● **BRIEF**: Transcribe each of the following records line for line, without altering any character.

Saved entries
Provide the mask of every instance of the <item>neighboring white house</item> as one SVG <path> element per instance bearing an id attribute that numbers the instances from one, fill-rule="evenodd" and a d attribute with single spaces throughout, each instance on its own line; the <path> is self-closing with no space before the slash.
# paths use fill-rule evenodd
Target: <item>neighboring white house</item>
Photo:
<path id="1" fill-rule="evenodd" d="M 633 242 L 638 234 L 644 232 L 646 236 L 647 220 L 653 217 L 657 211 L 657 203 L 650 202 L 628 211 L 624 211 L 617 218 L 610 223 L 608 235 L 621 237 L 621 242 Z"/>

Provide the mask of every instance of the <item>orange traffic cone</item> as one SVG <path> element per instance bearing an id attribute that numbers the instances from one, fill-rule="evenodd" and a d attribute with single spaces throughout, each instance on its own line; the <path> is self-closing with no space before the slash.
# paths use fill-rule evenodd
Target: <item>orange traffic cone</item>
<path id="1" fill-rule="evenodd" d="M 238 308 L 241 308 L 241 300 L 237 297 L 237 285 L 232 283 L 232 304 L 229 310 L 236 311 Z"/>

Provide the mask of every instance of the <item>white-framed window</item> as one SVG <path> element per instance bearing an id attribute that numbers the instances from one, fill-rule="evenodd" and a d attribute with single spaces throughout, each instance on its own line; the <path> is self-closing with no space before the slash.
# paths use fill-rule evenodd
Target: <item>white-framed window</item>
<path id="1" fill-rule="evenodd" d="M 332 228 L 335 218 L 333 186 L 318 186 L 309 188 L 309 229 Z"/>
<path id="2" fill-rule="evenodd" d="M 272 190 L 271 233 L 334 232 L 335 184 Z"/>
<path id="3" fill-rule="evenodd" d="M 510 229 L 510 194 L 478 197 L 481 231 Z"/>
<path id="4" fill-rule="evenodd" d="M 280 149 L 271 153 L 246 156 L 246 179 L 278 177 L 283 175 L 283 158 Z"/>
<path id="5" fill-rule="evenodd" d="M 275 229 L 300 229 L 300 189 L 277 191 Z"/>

● **TASK SOLUTION**:
Provide the mask of every instance of the <item>neighboring white house</item> as one SVG <path> element per instance bearing an id attribute that numbers the instances from one, fill-rule="evenodd" and a d attribute with single spaces throughout, each instance on its own line; the <path> is self-closing with no space before the slash.
# paths use fill-rule evenodd
Target: <item>neighboring white house</item>
Photo:
<path id="1" fill-rule="evenodd" d="M 633 242 L 638 234 L 644 232 L 646 236 L 647 220 L 653 217 L 657 211 L 657 203 L 650 202 L 628 211 L 624 211 L 617 218 L 610 223 L 608 235 L 621 237 L 621 242 Z"/>

Provide the mask of every instance of the <item>orange traffic cone</item> as one SVG <path> element per instance bearing an id attribute that numbers the instances from one, fill-rule="evenodd" and a d attribute with single spaces throughout, each instance on its own line; the <path> is self-closing with no space before the slash.
# paths use fill-rule evenodd
Target: <item>orange traffic cone</item>
<path id="1" fill-rule="evenodd" d="M 238 308 L 241 308 L 241 300 L 237 297 L 237 285 L 232 283 L 232 304 L 229 310 L 236 311 Z"/>

Provide the mask of every instance of the <item>white-framed window</item> as one SVG <path> element per instance bearing an id attribute that numbers the instances from one, fill-rule="evenodd" and a d attribute with single spaces throughout, each instance on its own line; the <path> is self-closing with no space before the slash.
# paths use fill-rule evenodd
Target: <item>white-framed window</item>
<path id="1" fill-rule="evenodd" d="M 332 228 L 335 218 L 333 186 L 318 186 L 309 188 L 309 229 Z"/>
<path id="2" fill-rule="evenodd" d="M 272 190 L 271 233 L 334 232 L 335 184 Z"/>
<path id="3" fill-rule="evenodd" d="M 510 229 L 510 194 L 478 197 L 481 231 Z"/>
<path id="4" fill-rule="evenodd" d="M 280 149 L 271 153 L 246 156 L 246 179 L 278 177 L 283 175 L 283 158 Z"/>
<path id="5" fill-rule="evenodd" d="M 275 229 L 300 229 L 300 189 L 277 191 Z"/>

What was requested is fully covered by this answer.